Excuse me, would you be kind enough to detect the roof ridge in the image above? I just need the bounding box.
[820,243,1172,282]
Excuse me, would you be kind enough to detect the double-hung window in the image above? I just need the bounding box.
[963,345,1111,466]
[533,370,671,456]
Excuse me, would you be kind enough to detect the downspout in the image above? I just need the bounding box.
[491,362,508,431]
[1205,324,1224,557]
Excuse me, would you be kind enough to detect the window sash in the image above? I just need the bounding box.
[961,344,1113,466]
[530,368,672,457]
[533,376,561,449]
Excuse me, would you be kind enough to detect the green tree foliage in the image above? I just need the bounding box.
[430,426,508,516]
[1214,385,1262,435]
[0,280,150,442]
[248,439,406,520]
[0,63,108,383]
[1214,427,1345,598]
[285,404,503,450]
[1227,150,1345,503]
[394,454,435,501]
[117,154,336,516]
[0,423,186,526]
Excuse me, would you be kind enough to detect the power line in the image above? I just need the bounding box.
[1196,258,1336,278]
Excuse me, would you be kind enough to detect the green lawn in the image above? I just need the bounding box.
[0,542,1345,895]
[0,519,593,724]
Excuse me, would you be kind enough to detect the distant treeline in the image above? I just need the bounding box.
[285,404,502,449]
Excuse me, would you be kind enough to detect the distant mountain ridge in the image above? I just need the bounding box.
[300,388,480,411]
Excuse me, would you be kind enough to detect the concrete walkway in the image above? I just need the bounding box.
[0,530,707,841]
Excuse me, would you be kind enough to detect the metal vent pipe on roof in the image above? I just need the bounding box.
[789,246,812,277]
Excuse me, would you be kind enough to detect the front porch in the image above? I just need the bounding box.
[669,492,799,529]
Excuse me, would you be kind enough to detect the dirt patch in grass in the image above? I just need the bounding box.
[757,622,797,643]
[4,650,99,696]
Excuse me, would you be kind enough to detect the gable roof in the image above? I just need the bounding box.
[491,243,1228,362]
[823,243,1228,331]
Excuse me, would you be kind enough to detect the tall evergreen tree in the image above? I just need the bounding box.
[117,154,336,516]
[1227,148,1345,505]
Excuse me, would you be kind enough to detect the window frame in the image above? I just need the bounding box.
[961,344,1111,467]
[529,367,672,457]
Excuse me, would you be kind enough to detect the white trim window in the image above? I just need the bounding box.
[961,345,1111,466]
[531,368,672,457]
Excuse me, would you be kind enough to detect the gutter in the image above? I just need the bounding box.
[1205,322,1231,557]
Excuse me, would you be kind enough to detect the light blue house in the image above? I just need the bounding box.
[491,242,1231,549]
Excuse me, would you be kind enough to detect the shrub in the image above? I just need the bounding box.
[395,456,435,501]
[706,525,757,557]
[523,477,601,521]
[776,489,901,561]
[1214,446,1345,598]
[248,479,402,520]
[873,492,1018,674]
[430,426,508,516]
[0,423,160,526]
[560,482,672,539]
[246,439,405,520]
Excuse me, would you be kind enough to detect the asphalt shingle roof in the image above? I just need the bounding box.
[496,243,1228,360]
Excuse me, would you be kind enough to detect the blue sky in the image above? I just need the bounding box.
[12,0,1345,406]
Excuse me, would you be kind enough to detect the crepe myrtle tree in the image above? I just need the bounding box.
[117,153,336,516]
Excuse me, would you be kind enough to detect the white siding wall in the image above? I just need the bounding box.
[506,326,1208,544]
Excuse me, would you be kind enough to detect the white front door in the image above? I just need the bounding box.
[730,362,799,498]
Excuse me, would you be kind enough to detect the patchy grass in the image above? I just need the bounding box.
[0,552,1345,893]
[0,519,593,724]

#### GOAL OF THE EXERCISE
Reproduce all of the records above word for word, changing nothing.

#### TASK OUTPUT
Excuse me, would you be kind enough to detect the roof ridge in the image above? I just need the bounding box.
[820,243,1172,282]
Excuse me, would you be kind enough to detect the double-hung window in the image above? I just need the bounding box.
[963,345,1111,466]
[533,370,671,456]
Excuse me, would you be kind enough to detect the downspout in the image above? I just need the bounding box.
[491,362,508,431]
[1205,324,1224,557]
Excuse me, would you be kind enough to detect the window sash in the image above? I just need the bounding box.
[961,344,1113,466]
[530,368,672,457]
[533,376,561,449]
Excuse me, would you be kind enough to detect the green tree foliage in the image above? I just need the bounding box.
[430,426,508,516]
[1214,385,1262,435]
[0,280,150,442]
[248,439,406,520]
[0,63,108,383]
[1214,427,1345,598]
[285,404,503,450]
[1227,150,1345,503]
[394,454,435,501]
[117,154,336,516]
[0,423,186,526]
Excuse me, would you be kind enough to detect the power line in the image above? I just need the bounding box.
[1196,258,1336,278]
Excuse me, would you be kind enough to detect the green lawn in the image above? I just need the bounding box.
[0,542,1345,895]
[0,519,593,724]
Excuse me, would you be kind enough to detect the distant treeline in the image above? I just need the bounding box.
[285,404,502,449]
Excuse me, would you be kind enough to detect the distant mountain ridge in the image above? I just need the bounding box.
[300,388,480,411]
Excuse me, would you be kind enough to detect the concrete walkway in the image above? I just need the bounding box.
[0,530,707,841]
Excuse me, would you be kind enough to detect the metal vent pipe on roof in the image above? I just need the bounding box.
[789,246,812,277]
Excuse me, would you be kind enough to detect the front porch in the image above? I just need the bounding box.
[669,492,799,529]
Excuse me, would you be kind enough to detect the dirt patch in grass in the image above? I just need the bounding box.
[757,622,797,643]
[4,650,99,696]
Excuse me, would you be kind enough to detect the gable roof in the image above? I just need the bounding box.
[491,243,1228,362]
[823,243,1228,331]
Excuse me, would you be kind enough to detect the tall evergreen tree in the image above? I just need the bounding box.
[117,154,336,516]
[1227,148,1345,505]
Excuse me, would you be kind enough to detect the window frame in the image above? I just need the bounding box.
[961,344,1111,467]
[529,367,672,457]
Excuse me, would you be kind enough to detect the white trim window in the image above? I just need the bounding box.
[961,345,1111,466]
[531,368,672,457]
Excuse me, would you be kind enough to detect the gutter in the image above? I just need the bounding box.
[1205,322,1231,557]
Excuse me, would you be kind enough to detect the light blue house in the image above? I just need the bounding box.
[491,242,1231,549]
Excuse me, would you be kind enough to detect the shrub in the image above? I just need the bounding box.
[395,456,435,501]
[706,525,757,557]
[523,477,601,521]
[776,489,901,561]
[1214,446,1345,598]
[248,479,402,520]
[873,492,1018,674]
[430,426,508,516]
[0,423,160,526]
[560,482,672,539]
[246,439,405,520]
Excuse me, would you be kind enough to detect the asphalt shingle roof in the image above? I just need the bounding box.
[496,243,1228,360]
Excuse me, would you be kind enough to detect the blue sky in the image above? I just need the bounding box.
[12,0,1345,406]
Excuse me, would you be kind enough to detect the crepe myrtle tree in the image above? I just need the bounding box.
[117,153,336,516]
Excuse me, would you be kind enough to detect the white siding wall in the image above? I just need the bounding box.
[506,326,1208,544]
Excuse me, would you be kind enough to detect the white front door in the image above? I just need the bounding box.
[730,362,799,498]
Excuse me, would you be kind enough to detect the patchy grass in the image above? I just need the bounding box.
[0,552,1345,893]
[0,519,593,724]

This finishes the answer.